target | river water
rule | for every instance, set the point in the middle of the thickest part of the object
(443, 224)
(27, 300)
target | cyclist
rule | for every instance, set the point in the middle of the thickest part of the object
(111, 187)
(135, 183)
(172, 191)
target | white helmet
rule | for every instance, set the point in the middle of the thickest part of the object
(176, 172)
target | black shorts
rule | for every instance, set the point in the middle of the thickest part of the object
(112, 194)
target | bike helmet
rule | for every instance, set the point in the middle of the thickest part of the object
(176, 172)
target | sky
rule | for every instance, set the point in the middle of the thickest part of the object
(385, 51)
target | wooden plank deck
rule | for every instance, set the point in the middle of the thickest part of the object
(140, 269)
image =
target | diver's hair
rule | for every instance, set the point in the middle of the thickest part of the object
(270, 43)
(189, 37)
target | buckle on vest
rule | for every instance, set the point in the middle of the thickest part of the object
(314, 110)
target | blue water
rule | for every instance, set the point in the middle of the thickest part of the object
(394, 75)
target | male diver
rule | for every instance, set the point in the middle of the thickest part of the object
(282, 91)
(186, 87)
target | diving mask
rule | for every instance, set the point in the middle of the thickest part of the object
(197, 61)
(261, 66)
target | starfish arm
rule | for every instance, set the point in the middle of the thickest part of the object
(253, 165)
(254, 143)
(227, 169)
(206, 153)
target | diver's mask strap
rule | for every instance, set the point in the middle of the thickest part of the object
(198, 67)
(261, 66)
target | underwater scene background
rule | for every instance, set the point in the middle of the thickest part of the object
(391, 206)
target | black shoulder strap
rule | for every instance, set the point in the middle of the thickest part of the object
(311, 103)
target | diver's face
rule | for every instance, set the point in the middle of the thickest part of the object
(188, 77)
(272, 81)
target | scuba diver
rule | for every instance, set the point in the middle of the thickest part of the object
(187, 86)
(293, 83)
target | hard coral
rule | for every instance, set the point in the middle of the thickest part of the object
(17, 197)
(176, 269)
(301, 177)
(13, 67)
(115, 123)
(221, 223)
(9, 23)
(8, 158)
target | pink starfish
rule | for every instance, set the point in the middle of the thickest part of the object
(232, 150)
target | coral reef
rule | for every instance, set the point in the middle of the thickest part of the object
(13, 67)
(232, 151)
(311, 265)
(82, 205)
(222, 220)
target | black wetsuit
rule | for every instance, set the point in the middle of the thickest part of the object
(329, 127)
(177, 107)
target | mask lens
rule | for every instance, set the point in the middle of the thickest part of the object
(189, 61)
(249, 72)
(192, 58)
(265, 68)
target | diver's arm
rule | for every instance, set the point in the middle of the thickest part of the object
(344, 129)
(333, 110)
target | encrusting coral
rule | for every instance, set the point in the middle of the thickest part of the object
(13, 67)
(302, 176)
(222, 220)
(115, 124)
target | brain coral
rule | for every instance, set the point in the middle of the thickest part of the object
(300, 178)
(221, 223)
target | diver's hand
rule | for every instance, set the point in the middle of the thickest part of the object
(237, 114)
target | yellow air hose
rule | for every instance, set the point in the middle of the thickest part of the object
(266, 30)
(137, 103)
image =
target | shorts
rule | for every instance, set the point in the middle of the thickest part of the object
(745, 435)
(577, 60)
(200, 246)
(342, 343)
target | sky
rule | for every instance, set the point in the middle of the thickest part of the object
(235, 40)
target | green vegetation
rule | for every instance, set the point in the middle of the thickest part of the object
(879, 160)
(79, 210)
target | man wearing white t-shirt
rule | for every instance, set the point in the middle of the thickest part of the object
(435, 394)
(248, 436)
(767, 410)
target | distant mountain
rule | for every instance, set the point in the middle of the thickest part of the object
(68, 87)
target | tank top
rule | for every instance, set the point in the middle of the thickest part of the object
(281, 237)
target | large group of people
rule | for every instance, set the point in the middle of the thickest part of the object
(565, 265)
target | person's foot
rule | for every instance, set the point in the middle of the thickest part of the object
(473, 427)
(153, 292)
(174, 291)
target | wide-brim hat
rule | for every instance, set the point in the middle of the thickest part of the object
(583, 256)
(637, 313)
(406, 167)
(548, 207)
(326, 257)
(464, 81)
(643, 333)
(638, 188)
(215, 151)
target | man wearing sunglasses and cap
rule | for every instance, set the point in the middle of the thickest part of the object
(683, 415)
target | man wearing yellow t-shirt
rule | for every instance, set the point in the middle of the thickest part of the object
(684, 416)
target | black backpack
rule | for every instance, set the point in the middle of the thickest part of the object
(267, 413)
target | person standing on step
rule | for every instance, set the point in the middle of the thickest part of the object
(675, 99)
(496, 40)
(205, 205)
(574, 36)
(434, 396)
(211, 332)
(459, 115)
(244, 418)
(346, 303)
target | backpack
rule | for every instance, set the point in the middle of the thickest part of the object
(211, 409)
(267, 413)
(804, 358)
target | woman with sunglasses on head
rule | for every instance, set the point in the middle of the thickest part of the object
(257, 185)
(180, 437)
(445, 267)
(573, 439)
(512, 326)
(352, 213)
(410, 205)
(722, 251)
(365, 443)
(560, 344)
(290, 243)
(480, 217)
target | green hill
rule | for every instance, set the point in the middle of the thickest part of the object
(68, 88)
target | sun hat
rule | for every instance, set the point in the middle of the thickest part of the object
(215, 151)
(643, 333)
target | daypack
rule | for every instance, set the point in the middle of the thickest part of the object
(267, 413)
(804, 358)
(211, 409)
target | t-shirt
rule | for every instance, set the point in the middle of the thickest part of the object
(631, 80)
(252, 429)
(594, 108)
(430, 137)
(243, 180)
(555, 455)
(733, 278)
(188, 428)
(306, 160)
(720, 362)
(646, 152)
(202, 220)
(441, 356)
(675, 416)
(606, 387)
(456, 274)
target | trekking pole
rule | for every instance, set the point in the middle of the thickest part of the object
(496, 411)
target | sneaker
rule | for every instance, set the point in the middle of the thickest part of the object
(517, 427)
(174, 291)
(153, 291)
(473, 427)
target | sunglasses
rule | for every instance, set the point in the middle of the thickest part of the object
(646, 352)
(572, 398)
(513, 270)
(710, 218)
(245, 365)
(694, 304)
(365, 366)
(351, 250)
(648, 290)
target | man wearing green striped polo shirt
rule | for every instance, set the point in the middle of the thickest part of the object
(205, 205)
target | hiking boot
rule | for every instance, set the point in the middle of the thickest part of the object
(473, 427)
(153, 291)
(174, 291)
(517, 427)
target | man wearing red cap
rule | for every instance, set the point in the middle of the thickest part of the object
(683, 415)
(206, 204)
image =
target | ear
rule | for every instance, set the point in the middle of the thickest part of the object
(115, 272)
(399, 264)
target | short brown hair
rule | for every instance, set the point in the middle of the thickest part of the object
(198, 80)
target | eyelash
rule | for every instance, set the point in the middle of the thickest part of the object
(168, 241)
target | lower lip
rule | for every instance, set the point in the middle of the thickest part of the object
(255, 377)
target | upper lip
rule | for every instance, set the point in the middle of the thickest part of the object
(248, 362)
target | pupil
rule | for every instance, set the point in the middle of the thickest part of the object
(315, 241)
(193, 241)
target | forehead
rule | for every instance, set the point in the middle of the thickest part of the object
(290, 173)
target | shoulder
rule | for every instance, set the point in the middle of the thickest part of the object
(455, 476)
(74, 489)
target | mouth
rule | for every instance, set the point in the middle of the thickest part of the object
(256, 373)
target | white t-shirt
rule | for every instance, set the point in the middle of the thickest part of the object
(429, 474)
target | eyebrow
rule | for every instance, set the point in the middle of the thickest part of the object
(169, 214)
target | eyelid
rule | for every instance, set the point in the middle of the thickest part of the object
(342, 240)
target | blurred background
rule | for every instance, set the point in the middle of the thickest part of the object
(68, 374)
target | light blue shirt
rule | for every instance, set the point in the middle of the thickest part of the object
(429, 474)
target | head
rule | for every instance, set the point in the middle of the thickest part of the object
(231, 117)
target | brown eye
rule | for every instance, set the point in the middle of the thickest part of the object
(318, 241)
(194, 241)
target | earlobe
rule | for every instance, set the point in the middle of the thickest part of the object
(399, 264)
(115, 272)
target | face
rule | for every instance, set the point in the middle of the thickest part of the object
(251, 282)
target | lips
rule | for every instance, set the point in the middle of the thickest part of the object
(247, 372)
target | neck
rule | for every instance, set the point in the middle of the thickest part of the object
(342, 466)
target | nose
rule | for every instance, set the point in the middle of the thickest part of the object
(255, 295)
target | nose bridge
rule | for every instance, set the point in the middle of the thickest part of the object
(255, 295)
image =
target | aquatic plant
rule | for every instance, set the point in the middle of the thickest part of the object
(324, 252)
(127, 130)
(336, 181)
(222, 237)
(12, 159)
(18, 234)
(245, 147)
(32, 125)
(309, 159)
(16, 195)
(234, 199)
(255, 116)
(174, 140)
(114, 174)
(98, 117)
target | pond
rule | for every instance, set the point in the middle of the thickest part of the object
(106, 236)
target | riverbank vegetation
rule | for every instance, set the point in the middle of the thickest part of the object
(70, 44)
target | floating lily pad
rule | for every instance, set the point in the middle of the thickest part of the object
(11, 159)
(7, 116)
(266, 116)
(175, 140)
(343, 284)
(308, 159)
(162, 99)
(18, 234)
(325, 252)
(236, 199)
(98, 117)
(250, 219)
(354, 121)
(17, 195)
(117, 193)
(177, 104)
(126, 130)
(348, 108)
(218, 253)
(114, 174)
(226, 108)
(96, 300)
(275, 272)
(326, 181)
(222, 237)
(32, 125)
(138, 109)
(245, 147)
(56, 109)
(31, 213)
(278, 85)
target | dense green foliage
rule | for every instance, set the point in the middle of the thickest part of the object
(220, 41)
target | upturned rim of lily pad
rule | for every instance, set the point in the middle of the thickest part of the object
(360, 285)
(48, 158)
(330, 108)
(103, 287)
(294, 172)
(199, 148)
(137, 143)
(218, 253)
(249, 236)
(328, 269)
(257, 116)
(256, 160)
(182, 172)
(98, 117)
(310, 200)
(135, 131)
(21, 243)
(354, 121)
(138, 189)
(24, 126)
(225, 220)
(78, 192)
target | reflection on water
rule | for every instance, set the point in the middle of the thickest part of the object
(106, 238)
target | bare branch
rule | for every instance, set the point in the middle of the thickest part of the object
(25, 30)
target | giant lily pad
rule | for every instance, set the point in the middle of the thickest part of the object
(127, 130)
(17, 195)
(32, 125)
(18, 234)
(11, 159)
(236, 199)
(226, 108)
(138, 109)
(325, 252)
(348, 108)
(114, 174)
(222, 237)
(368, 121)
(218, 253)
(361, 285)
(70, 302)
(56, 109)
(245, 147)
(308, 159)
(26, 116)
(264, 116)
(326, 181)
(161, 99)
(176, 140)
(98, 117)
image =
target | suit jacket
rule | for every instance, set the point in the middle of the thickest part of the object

============

> _EXERCISE GOAL_
Exactly as written, give again every line from the one containing "target | pond" through the last line of the material above, and no other lines.

> _TASK RESPONSE_
target | pond
rule | for every instance, set the point in the middle of the thickest part of the object
(106, 236)
target | riverbank vegetation
rule | for every instance, set the point in the middle of the thickest part of the object
(70, 44)
target | floating lily pad
rule | for every instance, set the point in the middle of the thickest part of the object
(11, 159)
(7, 116)
(266, 116)
(175, 140)
(343, 284)
(308, 159)
(162, 99)
(18, 234)
(325, 252)
(236, 199)
(98, 117)
(250, 219)
(354, 121)
(17, 195)
(117, 193)
(177, 104)
(126, 130)
(348, 108)
(218, 253)
(114, 174)
(226, 108)
(96, 300)
(275, 272)
(326, 181)
(222, 237)
(32, 125)
(138, 109)
(245, 147)
(56, 109)
(31, 213)
(278, 85)
target | dense green foliage
rule | for every instance, set the point in the middle of the thickest part of the object
(220, 41)
target | upturned rim of lily pad
rule | for every instance, set the point in the middle of the thickest part of the object
(360, 285)
(48, 158)
(330, 108)
(103, 287)
(294, 172)
(199, 148)
(137, 143)
(218, 253)
(249, 236)
(328, 269)
(257, 116)
(256, 160)
(182, 172)
(98, 117)
(310, 200)
(135, 131)
(21, 243)
(354, 121)
(138, 189)
(24, 126)
(225, 220)
(78, 192)
target | reflection on water
rule | for every instance, set the point in the middle of the thickest part of the object
(106, 238)
target | bare branch
rule | for every instance, set the point in the middle of the thickest part of the object
(25, 30)
target | giant lily pad
rule | for every instance, set the point in the middle of the thickest part of the object
(127, 130)
(17, 195)
(32, 125)
(18, 234)
(11, 159)
(236, 199)
(226, 108)
(138, 109)
(325, 252)
(348, 108)
(114, 174)
(222, 237)
(368, 121)
(218, 253)
(361, 285)
(70, 302)
(56, 109)
(245, 147)
(308, 159)
(26, 116)
(264, 116)
(326, 181)
(161, 99)
(176, 140)
(98, 117)
image =
target | suit jacket
rule | for every instance, set the point in the middle of the thickest part of the object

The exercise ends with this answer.